» **Apply what you read**:
**1.** List the plants that the text on sooty mold names as associated with the sooty mold coating.
**2.** According to the sooty mold text, what does the fungus feed on?
**3.** Continue the text on sooty mold from its last sentence.

» **Extracted text**:
----

Source(s): Randy Drinkard
Sooty mold frequently develops on the foliage of many ornamental plants in late summer. It covers the top surface of leaves, thus, reducing the photosynthetic process of the leaf.
Sooty mold is often not noticed until a large number of leaves are covered with a black sooty substance. This is not really a disease, but a black fungal coating on leaves. Sooty mold is an indicator that there is an insect problem on the plant. The insects feeding on the plant are excreting a sugary substance called “honeydew”. The fungus doesn’t feed on plant tissue but on these secretions from the insects that are feeding on the plant.
Various fungi, Capnodium spp., Scorias sp., Fumago sp., associated with specific insects (aphids, scale, whiteflies and other sucking insects) and plants (fig, crape myrtle, azaleas, tuliptree, oleander, osmanthus and other ornamental plants) produce the sooty mold coating. The feeding of a large number of these insects and the coating of the sooty mold may lead to reduced vigor in the plant. These sucking pests take in large amounts of sap. Much of the water and sugars in the sap pass though the insect and onto the leaf. Rain usually will wash this residue off. If there is insufficient rain then the “honeydew” sticks to the leaf.

----

» **Record extracts**:
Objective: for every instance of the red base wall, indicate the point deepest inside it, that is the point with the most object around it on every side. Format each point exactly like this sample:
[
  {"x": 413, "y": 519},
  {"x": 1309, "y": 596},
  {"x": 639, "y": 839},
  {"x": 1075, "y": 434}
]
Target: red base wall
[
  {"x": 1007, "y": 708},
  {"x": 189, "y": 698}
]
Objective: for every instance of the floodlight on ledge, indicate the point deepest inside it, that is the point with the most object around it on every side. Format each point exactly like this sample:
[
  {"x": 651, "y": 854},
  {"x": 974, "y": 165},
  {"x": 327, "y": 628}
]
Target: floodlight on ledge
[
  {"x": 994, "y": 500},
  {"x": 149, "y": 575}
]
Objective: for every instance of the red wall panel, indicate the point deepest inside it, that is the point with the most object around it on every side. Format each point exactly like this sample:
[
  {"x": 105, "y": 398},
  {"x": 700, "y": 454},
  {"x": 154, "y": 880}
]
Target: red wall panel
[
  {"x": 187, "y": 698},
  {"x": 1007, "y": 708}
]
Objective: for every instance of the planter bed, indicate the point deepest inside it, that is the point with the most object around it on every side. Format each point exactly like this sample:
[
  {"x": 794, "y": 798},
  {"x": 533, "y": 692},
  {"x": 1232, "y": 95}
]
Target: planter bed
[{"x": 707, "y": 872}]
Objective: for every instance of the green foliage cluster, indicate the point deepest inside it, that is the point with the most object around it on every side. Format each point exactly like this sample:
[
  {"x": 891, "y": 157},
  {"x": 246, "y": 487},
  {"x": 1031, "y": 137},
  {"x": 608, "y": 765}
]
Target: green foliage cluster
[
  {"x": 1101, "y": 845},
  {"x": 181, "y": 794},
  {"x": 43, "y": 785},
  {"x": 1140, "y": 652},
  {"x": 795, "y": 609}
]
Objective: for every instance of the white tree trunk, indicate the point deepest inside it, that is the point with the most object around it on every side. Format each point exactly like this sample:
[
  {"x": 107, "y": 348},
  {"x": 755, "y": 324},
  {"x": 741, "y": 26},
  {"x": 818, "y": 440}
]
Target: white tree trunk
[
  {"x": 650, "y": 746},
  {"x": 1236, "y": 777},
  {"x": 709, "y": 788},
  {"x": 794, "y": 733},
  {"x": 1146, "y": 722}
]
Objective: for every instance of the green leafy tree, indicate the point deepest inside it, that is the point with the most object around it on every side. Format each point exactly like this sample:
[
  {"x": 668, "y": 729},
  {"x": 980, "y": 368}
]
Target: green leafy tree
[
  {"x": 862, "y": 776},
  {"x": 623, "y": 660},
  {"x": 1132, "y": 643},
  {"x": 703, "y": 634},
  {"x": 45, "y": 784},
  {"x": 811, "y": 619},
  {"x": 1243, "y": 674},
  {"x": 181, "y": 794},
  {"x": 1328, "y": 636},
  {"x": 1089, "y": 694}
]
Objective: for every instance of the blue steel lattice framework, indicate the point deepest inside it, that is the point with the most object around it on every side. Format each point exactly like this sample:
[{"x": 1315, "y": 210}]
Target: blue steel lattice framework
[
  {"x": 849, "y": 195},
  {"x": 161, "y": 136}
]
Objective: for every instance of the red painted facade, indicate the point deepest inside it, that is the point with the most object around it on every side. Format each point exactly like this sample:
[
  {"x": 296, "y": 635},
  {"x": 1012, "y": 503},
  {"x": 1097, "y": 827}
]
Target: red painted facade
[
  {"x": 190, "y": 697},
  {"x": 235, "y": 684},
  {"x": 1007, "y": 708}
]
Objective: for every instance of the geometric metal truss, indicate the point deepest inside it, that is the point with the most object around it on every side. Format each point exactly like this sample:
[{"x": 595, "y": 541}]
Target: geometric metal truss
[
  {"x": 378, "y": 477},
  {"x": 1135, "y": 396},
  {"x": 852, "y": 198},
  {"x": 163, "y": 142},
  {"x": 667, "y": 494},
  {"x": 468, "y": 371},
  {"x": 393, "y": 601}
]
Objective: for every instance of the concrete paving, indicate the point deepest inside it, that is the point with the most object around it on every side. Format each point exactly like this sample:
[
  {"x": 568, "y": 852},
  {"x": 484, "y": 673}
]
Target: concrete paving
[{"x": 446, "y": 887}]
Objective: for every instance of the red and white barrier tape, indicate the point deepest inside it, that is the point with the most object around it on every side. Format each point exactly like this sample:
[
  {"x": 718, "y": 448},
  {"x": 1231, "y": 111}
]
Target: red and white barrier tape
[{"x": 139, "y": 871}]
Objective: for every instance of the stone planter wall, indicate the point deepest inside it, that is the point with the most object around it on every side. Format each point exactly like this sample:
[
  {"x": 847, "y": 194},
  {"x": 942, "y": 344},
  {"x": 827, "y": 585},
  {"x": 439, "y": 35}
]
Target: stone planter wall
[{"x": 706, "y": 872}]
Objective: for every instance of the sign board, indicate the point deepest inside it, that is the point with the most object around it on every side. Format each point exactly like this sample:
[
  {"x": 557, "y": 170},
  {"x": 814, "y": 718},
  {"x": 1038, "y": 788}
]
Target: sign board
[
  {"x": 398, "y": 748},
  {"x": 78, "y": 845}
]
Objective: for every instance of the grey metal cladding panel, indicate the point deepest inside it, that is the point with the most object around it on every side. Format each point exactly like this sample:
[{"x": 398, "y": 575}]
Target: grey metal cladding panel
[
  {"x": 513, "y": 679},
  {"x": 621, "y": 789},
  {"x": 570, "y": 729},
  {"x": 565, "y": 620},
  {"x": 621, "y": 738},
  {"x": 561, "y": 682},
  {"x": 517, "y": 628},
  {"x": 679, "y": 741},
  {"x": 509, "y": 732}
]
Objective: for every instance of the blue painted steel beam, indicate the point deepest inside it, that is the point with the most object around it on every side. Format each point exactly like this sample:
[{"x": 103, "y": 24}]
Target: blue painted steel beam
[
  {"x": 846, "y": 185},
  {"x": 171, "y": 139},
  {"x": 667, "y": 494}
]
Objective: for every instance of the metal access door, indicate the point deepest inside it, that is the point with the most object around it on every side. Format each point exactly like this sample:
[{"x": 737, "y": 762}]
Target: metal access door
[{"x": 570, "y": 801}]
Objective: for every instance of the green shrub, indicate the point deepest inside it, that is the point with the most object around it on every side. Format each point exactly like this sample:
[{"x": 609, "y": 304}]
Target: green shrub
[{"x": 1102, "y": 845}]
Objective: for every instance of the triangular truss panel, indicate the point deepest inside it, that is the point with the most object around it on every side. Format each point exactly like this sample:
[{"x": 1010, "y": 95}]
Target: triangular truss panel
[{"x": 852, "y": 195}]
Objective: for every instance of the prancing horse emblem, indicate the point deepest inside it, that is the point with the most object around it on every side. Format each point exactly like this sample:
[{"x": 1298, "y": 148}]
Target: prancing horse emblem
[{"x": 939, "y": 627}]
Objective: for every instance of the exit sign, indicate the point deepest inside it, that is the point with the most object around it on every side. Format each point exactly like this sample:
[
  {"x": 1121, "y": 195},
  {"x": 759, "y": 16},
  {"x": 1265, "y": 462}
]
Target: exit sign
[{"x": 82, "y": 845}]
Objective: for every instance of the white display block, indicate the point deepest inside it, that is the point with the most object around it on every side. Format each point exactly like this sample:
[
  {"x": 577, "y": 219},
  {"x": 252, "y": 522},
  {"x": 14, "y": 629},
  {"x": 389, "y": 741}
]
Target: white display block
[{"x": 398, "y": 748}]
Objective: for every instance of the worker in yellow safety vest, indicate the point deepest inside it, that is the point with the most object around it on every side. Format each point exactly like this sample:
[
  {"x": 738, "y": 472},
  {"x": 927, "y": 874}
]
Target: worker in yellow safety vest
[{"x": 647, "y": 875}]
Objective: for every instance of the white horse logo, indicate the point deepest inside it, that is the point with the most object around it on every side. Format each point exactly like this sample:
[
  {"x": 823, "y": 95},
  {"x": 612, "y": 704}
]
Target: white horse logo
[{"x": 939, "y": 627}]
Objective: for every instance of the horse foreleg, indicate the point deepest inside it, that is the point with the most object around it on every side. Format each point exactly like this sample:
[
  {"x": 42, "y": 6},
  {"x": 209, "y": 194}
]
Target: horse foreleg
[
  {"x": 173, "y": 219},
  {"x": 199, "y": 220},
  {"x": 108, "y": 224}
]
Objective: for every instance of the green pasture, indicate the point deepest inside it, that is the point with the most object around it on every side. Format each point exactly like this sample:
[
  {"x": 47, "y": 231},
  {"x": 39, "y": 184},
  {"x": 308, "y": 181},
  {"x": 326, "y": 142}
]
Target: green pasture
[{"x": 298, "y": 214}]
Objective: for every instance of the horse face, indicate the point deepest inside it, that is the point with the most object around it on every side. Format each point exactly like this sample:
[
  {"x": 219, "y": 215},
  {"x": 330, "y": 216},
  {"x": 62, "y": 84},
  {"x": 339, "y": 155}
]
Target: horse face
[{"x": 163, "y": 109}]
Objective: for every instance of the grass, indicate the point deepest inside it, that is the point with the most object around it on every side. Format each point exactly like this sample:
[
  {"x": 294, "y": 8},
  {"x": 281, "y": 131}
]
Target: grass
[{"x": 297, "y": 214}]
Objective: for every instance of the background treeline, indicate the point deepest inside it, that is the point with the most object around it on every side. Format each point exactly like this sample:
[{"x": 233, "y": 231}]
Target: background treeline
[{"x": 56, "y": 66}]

----

» **Per-task outputs**:
**1.** Fig, crape myrtle, azaleas, tuliptree, oleander, osmanthus

**2.** It feeds on the sugary "honeydew" secretions of the insects feeding on the plant, not on plant tissue.

**3.**
To control sooty mold first control the aphids, scales or other pests that are creating the honeydew. Aphids can often be washed off by a strong spray of water from the hose. This action may also wash off some of the “honeydew” and sooty mold. Remaining sooty mold will eventually dry up and flake off the leaves. To control heavy infestations of aphids, scale, mealybugs, etc. on ornamental plants, use acephate(Orthene), malathion, imidacloprid or other recommended insecticides.